>> Start

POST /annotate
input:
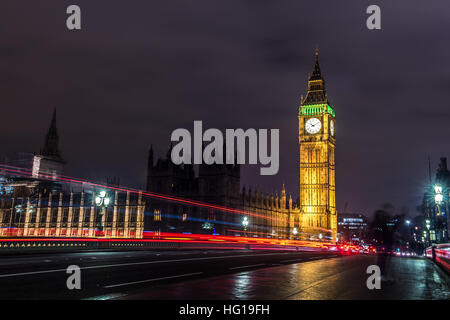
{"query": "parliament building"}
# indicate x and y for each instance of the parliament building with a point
(31, 206)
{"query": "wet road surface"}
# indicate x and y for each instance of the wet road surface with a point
(342, 278)
(241, 274)
(109, 274)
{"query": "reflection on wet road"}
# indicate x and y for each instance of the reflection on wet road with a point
(339, 278)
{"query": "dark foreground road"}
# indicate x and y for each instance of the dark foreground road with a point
(217, 275)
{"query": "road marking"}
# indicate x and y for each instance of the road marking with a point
(151, 280)
(140, 263)
(250, 266)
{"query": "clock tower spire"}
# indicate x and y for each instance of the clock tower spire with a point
(317, 166)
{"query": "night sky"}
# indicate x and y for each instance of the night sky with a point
(140, 69)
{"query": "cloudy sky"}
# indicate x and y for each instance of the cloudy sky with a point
(140, 69)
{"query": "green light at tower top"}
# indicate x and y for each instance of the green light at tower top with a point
(315, 109)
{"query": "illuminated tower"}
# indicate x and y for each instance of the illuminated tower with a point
(317, 166)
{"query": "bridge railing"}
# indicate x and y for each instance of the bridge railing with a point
(440, 253)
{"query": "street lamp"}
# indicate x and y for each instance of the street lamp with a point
(102, 201)
(245, 223)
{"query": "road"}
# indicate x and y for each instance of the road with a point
(242, 274)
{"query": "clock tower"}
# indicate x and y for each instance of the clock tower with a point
(317, 166)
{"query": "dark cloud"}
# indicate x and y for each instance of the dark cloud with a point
(137, 70)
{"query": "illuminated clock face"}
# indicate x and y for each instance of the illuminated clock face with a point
(313, 125)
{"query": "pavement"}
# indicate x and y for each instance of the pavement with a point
(218, 274)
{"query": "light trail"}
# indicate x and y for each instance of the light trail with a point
(23, 172)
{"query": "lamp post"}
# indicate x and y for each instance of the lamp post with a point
(295, 232)
(245, 223)
(102, 201)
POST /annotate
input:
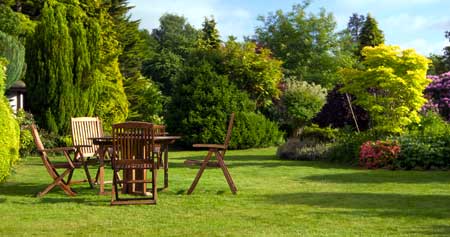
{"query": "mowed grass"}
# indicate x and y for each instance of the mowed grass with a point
(275, 198)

>> End

-- Instructions to follow --
Write the lines above out again exactly, without any of their pictures.

-- Solution --
POST /annotate
input:
{"query": "parliament building"}
# indicate x and y for each instance of the parliament building with a point
(31, 206)
{"query": "wet road surface"}
# indicate x and y for each instance of the wet road surface with a point
(342, 278)
(241, 274)
(109, 274)
{"query": "reflection on wet road"}
# indicate x and y for each instance of the reflection on wet road with a point
(339, 278)
{"query": "dark foreground road"}
# indicate x and y for each instance of the dark foreground road with a point
(217, 275)
{"query": "road marking"}
# indicate x and y for each instance of the road marking with a point
(151, 280)
(140, 263)
(250, 266)
{"query": "clock tower spire"}
# indicate x and y for each instance of the clock tower spire with a point
(317, 166)
{"query": "night sky"}
# indicate x and y for each instance of the night sky with a point
(140, 69)
{"query": "cloudy sky"}
# indicate x and y for each instance of the cloudy sky with a point
(140, 69)
{"query": "green light at tower top"}
# indicate x and y for each instance of the green light at tower top with a point
(315, 109)
{"query": "illuminated tower"}
# indicate x and y for each instance of the illuminated tower with a point
(317, 166)
{"query": "bridge railing"}
# indicate x and y for each instance of the bridge railing with a point
(440, 253)
{"query": "street lamp"}
# indicate x and y for each instance of the street lamp with a point
(102, 201)
(245, 223)
{"query": "road"}
# indicate x and y for each instance of the road with a point
(242, 274)
{"query": "clock tower"}
# indicate x and y for each instance of the clock tower with a point
(317, 166)
{"query": "dark cloud"}
# indicate x and y for each instance of the dark cloud with a point
(137, 70)
{"query": "illuminated clock face"}
# indicate x and y for each instance of the illuminated clock face with a point
(313, 125)
{"query": "pavement"}
# indicate x and y for each instance of the pavement with a point
(218, 274)
{"query": "light trail"}
# indicate x and y for each instance of the light trail with a point
(23, 172)
{"query": "lamp post"}
# indicate x and y for each instance of the lamp post with a point
(295, 232)
(245, 223)
(102, 201)
POST /annotate
input:
{"query": "mowed grass"}
# indicate x and y for each instance of the mowed grass with a point
(275, 198)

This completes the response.